Task: Determine how many of the lines below include "brown", then respond with that number and no other text.
= Beginning of Section =
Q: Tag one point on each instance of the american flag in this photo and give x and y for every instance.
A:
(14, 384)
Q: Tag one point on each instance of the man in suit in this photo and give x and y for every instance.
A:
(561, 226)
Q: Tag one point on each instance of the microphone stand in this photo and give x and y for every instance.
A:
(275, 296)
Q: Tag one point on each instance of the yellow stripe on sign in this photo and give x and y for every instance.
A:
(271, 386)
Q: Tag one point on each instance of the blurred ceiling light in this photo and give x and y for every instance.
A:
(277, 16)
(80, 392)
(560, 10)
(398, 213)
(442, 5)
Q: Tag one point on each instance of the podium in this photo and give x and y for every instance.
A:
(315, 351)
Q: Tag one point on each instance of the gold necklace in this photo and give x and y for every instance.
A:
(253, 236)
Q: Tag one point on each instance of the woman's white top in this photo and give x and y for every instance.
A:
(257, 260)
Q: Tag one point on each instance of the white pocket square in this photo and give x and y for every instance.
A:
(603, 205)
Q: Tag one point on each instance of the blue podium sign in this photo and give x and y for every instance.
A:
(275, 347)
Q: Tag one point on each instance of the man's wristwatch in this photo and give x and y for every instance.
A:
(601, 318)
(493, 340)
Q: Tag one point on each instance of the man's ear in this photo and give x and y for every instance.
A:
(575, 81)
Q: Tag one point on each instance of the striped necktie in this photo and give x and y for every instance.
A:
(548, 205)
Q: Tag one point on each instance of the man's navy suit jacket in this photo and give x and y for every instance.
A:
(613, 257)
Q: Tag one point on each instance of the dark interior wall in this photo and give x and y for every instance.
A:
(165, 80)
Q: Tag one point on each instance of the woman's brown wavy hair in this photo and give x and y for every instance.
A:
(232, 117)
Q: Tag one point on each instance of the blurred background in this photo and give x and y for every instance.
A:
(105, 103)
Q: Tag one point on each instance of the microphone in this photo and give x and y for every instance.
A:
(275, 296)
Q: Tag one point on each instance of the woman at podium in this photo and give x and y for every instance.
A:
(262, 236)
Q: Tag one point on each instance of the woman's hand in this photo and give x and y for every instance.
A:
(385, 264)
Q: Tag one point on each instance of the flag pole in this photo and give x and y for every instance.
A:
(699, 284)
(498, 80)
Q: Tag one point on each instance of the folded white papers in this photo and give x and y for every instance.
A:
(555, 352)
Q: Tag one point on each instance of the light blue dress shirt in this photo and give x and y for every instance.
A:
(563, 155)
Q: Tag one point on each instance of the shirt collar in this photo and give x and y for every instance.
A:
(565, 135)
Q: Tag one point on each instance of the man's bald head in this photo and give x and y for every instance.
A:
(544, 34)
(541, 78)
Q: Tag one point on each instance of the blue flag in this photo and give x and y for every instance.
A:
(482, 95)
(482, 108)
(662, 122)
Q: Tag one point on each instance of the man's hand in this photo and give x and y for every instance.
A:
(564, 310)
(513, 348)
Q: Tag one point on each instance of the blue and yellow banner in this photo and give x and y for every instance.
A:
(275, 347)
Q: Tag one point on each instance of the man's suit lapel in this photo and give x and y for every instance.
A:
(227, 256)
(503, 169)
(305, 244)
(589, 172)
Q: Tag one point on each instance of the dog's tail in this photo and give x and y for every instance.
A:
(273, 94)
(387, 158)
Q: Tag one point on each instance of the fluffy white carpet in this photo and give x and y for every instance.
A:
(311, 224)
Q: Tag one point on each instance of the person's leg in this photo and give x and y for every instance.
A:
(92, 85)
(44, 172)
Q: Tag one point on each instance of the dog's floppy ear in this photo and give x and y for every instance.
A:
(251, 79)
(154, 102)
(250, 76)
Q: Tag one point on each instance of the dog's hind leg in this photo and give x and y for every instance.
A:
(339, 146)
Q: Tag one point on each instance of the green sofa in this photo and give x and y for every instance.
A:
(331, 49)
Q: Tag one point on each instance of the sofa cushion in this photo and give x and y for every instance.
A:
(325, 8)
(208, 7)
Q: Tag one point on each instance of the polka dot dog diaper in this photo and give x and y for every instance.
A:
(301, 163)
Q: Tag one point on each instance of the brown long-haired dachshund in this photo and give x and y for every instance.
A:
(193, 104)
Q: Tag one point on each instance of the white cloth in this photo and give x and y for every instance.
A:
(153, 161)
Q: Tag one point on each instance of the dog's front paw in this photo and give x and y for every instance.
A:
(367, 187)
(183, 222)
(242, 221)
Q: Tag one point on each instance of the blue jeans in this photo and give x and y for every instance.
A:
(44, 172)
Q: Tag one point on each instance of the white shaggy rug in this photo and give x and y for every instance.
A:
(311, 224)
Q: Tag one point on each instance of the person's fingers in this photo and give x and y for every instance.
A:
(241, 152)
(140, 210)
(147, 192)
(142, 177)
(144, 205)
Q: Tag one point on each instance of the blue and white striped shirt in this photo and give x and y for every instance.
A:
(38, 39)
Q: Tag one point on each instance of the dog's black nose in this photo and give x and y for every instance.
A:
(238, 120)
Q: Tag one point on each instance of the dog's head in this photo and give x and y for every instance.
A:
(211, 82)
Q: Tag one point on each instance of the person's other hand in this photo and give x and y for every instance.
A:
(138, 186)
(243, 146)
= End of Section =
Worked solution: 2